» Aim of the exercise
Repeat the lines beginning at the one with "If you could put a point on the tinted" and running to the end of the material, keeping the first and last of them, exactly as they appear.

════

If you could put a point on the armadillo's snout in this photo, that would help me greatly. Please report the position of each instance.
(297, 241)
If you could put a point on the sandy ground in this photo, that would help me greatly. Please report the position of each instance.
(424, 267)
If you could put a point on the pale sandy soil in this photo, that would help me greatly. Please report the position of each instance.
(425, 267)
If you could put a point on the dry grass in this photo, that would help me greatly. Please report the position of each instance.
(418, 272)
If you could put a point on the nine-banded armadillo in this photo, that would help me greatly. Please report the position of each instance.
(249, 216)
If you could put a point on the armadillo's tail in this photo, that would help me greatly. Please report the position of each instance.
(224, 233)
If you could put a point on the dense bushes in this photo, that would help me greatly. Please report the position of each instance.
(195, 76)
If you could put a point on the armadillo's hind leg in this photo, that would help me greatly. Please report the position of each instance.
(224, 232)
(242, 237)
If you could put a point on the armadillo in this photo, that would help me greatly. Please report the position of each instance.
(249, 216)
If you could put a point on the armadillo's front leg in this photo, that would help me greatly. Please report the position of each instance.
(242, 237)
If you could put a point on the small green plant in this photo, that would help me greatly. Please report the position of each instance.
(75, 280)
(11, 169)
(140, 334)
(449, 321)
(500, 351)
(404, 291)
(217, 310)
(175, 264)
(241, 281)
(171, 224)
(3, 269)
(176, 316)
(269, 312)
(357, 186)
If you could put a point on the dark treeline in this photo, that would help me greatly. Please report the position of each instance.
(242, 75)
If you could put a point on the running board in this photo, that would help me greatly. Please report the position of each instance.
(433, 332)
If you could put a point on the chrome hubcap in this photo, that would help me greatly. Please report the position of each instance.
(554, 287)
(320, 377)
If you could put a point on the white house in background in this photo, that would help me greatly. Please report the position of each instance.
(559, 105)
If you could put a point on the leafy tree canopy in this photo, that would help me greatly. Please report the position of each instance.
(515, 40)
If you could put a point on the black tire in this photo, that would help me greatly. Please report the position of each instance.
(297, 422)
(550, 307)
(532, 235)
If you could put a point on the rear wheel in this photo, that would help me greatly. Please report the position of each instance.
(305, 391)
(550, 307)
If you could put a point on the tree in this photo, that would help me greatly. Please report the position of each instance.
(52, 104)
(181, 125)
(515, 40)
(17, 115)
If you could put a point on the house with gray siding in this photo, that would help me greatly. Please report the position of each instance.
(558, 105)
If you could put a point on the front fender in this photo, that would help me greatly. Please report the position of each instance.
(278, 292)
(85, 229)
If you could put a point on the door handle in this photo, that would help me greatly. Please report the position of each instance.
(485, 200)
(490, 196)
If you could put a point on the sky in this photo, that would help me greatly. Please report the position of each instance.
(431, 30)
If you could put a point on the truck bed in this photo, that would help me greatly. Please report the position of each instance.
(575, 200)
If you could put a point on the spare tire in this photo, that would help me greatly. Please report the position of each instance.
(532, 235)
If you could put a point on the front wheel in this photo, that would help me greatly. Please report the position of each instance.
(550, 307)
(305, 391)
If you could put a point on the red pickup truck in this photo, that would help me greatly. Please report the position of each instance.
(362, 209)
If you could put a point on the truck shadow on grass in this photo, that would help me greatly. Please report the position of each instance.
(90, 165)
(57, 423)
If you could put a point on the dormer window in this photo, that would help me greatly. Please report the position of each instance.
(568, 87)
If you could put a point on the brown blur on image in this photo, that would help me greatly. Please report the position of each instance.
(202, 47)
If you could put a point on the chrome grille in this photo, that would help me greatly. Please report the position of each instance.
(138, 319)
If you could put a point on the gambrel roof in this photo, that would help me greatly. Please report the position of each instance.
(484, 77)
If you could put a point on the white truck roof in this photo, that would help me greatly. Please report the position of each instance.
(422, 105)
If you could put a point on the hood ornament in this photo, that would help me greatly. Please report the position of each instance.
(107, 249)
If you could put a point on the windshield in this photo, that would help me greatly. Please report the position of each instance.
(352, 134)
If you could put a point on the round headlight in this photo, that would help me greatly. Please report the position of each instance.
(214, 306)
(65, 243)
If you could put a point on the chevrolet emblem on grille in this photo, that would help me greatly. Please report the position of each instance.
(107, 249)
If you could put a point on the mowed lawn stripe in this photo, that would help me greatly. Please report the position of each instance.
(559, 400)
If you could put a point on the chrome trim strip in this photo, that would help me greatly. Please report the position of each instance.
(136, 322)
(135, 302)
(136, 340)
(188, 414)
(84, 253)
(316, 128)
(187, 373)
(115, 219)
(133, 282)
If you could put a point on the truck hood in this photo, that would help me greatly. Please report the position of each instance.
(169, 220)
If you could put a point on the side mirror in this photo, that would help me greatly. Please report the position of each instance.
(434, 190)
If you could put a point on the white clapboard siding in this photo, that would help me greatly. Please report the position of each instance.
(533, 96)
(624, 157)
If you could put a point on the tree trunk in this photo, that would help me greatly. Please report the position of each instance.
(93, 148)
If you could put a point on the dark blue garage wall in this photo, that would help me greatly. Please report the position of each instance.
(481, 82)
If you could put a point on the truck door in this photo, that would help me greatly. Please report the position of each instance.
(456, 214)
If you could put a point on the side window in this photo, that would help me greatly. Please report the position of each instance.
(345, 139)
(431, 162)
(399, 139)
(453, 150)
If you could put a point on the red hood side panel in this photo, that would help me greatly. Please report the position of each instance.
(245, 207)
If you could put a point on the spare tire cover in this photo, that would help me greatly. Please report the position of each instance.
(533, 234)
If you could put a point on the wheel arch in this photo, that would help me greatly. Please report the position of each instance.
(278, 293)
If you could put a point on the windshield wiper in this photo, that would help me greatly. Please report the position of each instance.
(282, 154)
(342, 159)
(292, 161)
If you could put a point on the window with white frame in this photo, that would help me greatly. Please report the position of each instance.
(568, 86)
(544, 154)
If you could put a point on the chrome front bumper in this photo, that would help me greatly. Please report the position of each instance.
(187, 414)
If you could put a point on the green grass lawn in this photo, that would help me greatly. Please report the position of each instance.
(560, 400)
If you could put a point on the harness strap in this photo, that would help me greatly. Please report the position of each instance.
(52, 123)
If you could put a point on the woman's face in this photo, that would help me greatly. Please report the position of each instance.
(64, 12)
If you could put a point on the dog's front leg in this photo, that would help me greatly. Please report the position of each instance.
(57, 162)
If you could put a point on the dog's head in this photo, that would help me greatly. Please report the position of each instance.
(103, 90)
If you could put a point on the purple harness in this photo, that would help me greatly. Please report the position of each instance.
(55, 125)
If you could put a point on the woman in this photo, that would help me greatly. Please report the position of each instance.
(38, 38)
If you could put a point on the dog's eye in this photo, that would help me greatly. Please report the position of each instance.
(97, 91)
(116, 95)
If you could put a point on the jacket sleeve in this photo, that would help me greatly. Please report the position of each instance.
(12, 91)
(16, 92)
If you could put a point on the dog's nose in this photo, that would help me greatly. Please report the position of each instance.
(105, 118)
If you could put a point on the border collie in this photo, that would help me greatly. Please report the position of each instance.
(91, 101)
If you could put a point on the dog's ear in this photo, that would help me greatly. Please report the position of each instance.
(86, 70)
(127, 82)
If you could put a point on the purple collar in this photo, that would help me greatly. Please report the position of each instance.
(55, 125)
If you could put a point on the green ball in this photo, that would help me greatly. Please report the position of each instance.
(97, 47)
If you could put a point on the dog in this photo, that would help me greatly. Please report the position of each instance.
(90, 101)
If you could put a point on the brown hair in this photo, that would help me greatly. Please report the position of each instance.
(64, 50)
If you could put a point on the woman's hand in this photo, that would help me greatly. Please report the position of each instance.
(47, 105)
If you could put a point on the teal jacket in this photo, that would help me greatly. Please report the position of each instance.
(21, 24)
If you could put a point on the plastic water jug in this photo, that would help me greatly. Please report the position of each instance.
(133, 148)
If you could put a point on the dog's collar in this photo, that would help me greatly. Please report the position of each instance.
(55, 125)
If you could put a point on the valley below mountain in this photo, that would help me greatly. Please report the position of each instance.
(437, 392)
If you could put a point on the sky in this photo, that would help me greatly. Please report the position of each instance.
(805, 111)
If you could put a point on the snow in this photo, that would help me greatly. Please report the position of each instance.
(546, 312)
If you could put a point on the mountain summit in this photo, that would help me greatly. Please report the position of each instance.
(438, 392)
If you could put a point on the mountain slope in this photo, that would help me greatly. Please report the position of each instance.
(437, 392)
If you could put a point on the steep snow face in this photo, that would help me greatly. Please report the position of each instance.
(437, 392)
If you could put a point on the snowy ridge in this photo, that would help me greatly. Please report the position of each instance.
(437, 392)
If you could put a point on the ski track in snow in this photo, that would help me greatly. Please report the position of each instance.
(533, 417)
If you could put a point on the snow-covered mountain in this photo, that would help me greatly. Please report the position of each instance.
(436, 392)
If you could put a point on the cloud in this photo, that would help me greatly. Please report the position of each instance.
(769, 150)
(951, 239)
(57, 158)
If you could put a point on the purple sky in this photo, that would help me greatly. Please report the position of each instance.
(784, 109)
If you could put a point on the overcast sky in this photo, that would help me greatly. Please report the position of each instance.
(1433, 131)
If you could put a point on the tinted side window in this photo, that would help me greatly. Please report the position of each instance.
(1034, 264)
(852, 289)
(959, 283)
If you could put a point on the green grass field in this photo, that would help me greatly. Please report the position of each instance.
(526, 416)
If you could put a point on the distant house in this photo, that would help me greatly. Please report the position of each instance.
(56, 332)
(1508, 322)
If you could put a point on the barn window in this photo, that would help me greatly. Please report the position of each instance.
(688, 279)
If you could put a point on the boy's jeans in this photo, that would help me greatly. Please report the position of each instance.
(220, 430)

════

» Worked solution
If you could put a point on the tinted side window in this photo, that would help me greatly. Please report the position of each instance.
(1034, 264)
(852, 289)
(959, 283)
If you could put a point on the green grass field in this photo, that would help me greatly. Please report the position of each instance.
(526, 416)
If you could put a point on the distant house in this photo, that would help me greatly. Please report the position of each instance.
(56, 332)
(1508, 322)
If you could put a point on the barn window in this photo, that would help me greatly. Please report the position of each instance.
(688, 279)
If you could put a point on the boy's jeans in this photo, that would help me greatly. Please report the position of each instance.
(220, 430)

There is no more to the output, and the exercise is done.